§ Your objective
State how many lines in these records contain the word "slope", and nothing else.

Stored items:
══════════

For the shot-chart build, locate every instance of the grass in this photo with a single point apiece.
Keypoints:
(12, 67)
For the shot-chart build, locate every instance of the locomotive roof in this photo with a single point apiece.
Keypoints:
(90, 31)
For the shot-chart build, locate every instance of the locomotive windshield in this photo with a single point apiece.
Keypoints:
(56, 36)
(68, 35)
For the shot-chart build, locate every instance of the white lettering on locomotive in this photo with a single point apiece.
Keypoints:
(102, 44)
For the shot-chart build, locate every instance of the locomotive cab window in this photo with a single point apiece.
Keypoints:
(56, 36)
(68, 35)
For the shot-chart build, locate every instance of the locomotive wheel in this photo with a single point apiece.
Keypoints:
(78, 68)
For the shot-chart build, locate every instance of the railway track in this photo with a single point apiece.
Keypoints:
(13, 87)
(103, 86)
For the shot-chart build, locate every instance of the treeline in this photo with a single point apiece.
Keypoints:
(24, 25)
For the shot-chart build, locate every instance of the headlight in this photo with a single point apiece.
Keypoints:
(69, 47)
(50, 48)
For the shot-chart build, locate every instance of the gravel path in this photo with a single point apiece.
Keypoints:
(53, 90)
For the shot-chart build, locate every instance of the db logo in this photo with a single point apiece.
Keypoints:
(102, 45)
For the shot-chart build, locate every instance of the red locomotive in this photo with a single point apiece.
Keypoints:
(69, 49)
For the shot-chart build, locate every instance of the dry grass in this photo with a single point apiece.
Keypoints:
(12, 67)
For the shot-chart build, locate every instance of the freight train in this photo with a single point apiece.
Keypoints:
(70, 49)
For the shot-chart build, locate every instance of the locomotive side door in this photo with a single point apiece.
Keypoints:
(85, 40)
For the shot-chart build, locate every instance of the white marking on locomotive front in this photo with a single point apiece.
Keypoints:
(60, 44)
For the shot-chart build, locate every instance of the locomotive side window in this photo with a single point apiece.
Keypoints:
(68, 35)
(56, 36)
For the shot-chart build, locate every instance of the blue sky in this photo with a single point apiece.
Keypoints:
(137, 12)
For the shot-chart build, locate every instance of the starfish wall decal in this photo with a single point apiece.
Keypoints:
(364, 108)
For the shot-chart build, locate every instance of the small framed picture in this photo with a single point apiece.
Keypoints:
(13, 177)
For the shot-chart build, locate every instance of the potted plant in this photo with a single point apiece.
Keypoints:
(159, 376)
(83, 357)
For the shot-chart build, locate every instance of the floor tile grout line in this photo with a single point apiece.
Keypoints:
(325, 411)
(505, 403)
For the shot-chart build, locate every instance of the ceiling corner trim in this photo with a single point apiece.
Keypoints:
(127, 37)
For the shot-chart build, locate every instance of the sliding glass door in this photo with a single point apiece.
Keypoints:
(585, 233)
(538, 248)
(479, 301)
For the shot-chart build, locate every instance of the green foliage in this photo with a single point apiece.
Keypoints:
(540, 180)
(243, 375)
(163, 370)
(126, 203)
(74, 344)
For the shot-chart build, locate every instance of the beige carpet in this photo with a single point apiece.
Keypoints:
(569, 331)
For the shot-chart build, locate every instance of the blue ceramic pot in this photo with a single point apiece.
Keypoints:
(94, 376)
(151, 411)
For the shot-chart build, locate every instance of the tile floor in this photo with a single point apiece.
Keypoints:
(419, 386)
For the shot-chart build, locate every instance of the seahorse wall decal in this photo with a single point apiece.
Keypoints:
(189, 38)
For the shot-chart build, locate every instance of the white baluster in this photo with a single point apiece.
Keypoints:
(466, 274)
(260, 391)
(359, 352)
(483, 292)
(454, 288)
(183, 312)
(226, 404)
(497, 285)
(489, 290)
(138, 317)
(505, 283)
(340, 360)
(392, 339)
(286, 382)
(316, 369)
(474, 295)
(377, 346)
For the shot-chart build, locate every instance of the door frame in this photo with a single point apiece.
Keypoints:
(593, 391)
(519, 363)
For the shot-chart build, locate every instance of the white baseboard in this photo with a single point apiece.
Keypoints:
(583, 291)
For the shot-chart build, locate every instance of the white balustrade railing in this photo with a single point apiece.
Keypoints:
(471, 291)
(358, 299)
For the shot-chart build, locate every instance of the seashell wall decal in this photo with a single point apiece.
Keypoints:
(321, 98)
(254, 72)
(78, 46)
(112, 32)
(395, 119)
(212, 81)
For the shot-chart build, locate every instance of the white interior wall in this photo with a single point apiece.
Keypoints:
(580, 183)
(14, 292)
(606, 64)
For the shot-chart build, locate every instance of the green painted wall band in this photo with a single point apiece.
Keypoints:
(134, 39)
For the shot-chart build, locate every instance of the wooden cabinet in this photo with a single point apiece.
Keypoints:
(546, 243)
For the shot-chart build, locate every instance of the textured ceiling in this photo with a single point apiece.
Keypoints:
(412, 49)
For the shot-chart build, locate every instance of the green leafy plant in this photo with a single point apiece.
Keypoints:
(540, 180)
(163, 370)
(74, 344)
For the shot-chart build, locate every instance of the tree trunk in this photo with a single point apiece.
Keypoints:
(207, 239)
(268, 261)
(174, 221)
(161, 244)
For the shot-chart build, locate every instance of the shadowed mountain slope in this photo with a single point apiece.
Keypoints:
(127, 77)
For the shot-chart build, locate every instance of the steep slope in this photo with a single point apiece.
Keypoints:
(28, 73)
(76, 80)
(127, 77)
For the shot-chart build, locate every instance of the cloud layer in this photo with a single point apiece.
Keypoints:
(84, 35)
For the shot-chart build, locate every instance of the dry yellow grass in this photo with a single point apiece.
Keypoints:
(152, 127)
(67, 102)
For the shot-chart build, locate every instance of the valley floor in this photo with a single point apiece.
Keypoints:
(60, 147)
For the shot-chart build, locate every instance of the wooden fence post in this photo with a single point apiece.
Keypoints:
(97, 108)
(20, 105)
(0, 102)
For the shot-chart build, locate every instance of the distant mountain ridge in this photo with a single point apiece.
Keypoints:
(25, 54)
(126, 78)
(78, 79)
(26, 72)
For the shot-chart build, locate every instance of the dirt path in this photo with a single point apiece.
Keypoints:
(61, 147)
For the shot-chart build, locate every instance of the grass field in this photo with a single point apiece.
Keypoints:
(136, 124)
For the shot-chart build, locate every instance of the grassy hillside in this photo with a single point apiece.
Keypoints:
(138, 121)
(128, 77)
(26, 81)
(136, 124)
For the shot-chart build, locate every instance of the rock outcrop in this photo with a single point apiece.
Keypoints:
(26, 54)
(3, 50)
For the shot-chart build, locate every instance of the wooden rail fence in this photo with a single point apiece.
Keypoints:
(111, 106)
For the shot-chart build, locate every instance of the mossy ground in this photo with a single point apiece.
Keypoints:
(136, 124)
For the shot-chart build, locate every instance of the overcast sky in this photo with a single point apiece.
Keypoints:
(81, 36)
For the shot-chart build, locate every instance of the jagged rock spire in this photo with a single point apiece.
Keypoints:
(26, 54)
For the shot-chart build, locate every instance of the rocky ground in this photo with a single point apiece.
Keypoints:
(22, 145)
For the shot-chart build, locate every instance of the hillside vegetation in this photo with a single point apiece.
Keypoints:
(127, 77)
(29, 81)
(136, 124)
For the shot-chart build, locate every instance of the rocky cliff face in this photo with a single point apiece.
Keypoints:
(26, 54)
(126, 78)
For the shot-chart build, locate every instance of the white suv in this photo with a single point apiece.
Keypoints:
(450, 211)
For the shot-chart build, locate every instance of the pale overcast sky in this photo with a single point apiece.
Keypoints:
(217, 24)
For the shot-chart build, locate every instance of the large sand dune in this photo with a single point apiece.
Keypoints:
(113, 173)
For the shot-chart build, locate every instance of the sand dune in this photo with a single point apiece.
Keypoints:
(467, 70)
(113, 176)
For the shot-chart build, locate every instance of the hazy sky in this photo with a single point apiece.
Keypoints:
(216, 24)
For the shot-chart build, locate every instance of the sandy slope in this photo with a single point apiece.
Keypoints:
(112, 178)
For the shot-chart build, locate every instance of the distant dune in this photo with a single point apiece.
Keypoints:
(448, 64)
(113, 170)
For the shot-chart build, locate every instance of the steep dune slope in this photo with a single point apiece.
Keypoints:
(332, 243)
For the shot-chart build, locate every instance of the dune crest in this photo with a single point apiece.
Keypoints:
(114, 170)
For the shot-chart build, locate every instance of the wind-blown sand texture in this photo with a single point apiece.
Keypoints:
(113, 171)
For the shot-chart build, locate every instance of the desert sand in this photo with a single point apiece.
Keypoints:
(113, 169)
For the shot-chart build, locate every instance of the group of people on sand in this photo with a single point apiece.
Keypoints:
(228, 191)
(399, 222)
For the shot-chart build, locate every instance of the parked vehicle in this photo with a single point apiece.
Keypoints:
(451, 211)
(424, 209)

══════════

§ Answer section
4